## DATA PROVIDED:
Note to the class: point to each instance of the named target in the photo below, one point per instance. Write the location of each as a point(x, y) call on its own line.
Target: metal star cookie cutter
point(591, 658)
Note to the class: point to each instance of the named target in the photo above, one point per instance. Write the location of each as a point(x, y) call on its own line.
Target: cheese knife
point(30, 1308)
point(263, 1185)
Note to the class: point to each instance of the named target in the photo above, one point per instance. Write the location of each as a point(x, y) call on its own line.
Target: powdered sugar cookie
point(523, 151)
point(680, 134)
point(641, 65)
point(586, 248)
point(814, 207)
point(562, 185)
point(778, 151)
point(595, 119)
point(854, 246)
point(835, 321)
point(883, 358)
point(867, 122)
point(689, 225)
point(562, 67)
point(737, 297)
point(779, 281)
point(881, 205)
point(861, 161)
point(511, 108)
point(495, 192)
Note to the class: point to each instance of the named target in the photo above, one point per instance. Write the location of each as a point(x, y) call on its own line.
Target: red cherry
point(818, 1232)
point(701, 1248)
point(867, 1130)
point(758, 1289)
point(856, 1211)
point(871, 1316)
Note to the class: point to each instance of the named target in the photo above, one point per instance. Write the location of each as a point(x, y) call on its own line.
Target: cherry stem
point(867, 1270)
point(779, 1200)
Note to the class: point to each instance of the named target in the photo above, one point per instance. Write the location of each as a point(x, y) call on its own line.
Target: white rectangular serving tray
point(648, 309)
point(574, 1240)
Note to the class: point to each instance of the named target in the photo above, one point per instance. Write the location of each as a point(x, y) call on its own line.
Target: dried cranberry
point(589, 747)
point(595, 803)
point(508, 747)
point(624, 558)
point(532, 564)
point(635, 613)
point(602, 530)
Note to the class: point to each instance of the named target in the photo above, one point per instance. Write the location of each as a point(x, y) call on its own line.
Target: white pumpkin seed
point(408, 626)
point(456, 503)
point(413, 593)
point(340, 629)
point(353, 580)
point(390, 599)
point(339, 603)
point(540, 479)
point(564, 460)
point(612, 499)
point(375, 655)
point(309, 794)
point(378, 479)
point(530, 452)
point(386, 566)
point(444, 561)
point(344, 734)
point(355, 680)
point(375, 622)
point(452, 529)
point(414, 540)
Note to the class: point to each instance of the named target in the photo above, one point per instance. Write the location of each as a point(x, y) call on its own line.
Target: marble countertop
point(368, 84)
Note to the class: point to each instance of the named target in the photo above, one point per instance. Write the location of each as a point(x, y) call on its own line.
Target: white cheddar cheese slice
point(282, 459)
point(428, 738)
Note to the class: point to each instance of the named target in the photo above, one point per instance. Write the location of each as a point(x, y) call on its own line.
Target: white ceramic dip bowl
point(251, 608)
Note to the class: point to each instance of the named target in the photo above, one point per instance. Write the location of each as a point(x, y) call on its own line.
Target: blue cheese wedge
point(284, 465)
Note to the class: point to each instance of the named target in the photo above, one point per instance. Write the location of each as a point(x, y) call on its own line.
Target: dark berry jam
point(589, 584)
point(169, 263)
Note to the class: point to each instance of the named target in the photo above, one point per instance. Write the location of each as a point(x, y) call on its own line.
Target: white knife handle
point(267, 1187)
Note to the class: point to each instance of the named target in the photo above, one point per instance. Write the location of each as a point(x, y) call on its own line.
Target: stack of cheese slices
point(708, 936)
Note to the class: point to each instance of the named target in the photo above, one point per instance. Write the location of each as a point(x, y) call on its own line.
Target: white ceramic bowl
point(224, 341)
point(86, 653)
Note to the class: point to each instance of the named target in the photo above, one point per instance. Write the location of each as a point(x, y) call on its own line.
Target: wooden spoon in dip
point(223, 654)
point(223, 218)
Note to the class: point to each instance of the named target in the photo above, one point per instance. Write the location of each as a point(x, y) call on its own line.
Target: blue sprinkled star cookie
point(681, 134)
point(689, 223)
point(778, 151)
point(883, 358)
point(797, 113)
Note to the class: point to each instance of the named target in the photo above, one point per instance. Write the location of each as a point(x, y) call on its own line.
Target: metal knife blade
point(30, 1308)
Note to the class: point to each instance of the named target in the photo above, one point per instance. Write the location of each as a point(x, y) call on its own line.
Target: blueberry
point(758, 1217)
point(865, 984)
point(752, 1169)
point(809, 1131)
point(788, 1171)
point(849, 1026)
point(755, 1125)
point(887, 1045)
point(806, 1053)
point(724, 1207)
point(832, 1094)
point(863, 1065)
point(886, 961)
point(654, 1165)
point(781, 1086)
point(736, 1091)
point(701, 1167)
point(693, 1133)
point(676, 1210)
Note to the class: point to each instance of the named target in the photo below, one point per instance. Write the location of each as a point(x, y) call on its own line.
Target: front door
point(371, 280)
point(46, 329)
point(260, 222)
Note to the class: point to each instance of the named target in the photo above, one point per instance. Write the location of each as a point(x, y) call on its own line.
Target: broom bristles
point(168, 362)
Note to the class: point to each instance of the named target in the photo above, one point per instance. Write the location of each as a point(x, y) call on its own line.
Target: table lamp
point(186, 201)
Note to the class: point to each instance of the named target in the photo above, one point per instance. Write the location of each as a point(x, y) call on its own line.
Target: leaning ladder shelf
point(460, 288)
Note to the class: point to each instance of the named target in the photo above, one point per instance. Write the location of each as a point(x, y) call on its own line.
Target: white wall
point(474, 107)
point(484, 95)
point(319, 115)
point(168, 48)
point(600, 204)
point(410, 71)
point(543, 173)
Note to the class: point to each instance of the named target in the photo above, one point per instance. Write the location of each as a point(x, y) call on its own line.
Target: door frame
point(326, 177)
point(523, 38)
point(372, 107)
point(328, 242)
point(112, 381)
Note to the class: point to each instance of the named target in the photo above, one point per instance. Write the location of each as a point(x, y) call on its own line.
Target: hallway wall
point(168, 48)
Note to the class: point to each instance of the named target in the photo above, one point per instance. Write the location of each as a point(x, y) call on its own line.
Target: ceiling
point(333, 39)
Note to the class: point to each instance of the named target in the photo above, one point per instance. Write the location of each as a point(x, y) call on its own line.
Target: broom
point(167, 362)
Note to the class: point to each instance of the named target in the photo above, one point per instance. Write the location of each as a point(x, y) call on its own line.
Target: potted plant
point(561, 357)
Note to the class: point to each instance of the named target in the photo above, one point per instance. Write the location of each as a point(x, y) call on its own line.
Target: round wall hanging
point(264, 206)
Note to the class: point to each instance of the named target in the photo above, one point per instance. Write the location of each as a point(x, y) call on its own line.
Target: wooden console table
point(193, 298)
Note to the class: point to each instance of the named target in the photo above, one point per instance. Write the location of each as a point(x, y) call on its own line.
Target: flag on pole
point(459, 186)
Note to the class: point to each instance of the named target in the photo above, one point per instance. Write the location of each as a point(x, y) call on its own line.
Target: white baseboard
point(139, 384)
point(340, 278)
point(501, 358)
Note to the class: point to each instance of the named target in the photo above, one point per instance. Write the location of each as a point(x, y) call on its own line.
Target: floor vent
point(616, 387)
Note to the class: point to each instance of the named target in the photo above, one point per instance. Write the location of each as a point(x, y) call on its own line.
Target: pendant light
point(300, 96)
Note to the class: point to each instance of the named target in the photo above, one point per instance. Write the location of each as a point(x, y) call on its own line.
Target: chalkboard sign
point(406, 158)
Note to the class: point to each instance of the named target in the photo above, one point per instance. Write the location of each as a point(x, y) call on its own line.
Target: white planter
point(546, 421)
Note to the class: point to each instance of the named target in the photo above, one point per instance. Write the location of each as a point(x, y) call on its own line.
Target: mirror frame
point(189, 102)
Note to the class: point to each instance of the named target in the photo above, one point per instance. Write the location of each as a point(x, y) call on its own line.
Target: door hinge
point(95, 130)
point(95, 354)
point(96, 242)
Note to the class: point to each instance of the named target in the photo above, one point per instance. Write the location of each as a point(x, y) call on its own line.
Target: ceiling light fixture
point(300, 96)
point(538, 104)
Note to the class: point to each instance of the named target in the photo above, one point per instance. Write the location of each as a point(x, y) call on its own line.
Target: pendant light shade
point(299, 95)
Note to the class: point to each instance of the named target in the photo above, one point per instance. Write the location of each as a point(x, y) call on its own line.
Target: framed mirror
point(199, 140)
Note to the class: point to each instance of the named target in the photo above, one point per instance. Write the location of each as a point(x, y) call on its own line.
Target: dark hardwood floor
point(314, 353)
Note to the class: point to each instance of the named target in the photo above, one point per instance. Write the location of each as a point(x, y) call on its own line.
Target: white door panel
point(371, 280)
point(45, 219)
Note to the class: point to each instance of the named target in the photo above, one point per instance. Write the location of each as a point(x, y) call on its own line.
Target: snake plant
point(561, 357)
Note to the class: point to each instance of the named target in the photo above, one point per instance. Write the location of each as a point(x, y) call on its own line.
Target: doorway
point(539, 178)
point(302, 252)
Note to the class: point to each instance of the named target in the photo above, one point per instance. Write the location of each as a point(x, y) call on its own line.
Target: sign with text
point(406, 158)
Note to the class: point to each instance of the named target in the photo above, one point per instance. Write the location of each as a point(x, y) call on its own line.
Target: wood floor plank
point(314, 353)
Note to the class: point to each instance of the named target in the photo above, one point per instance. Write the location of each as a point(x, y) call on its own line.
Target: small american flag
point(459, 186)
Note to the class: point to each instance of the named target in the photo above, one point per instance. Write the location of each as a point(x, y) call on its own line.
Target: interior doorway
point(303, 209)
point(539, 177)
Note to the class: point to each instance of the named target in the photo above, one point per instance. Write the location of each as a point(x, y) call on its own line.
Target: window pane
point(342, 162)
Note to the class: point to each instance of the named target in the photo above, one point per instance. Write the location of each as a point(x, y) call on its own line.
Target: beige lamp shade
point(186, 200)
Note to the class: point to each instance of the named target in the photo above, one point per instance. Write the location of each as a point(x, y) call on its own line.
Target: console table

## TASK DIRECTIONS:
Copy out every line from the one containing "Target: interior doorway" to the end of the material, both ends included.

## OUTPUT OF THE TASK:
Target: interior doorway
point(303, 209)
point(539, 177)
Note to the class: point to each instance of the named target in the photo above, one point per instance. Write the location of each as a point(x, y) call on its own line.
Target: window pane
point(342, 162)
Note to the class: point to each instance of the named target in the photo above, one point per instance. Write the location of each as a point(x, y) call on its own line.
Target: beige lamp shade
point(186, 200)
Note to the class: point to each instance of the named target in the photo above, one point per instance. Write the location of each as a point(x, y) call on its own line.
Target: console table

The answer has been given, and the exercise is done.